====== GIVEN RECORDS

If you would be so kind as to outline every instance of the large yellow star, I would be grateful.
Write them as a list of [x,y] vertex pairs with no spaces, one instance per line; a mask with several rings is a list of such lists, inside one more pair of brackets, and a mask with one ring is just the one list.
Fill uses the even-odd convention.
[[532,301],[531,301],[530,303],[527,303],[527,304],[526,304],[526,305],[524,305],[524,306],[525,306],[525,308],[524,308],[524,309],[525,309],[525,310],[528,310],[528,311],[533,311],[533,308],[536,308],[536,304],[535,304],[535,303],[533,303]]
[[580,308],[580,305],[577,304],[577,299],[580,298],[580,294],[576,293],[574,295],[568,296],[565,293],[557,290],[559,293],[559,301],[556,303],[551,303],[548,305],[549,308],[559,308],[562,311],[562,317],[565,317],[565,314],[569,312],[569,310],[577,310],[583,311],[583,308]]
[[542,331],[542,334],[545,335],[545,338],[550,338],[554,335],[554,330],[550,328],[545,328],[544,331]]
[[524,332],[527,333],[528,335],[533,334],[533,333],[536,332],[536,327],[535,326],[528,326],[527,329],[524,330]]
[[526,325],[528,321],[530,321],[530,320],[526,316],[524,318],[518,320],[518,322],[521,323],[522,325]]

============
====== GIVEN RECORDS

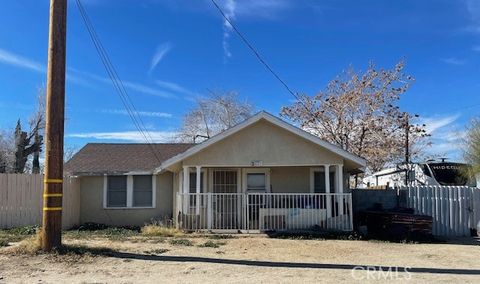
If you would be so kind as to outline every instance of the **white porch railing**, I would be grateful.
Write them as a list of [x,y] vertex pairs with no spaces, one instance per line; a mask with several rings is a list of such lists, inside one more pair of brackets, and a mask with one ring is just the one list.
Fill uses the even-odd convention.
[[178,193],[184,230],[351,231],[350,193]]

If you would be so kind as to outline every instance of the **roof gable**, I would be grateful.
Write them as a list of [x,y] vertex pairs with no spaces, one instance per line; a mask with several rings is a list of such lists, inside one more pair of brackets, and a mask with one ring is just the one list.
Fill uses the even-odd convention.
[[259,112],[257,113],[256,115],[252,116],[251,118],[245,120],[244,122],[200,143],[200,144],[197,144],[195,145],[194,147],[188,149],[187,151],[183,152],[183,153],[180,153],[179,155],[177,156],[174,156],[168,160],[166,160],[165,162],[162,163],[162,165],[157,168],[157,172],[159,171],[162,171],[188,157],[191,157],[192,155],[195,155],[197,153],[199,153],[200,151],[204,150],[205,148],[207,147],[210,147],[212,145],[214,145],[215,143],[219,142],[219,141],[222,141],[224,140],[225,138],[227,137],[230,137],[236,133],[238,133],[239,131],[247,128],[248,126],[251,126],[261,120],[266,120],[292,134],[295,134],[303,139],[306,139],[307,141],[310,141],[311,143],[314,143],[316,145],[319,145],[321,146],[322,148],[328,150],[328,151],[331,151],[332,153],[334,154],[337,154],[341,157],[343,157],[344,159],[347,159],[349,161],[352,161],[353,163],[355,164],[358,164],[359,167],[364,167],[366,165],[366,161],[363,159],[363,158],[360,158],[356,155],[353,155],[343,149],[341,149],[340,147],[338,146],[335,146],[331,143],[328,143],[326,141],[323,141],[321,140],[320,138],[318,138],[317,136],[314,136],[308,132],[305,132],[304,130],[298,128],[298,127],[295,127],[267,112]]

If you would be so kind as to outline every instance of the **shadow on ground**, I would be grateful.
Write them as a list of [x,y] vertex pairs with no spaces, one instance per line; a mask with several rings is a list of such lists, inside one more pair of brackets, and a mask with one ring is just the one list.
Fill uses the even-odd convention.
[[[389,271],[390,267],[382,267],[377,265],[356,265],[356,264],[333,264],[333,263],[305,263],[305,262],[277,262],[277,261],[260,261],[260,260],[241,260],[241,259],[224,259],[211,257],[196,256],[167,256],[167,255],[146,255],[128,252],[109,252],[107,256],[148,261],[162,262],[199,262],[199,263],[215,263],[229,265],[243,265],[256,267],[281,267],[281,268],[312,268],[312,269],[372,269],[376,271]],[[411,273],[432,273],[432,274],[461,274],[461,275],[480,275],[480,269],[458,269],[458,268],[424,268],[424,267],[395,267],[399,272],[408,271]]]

============

(WHAT NEEDS TO BE DONE):
For the string "outline", find every line of the material that contains it, and copy each one.

(OUTPUT):
If you would be so kind as to outline every instance of the large yellow star, I would be grateful.
If you would be so kind as to outline every instance of the **white porch railing**, I would be grateful.
If you would be so kind as to outline every instance of the **roof gable**, I would be grateful.
If you would be so kind as to outline every instance of the **shadow on ground**, I would be grateful.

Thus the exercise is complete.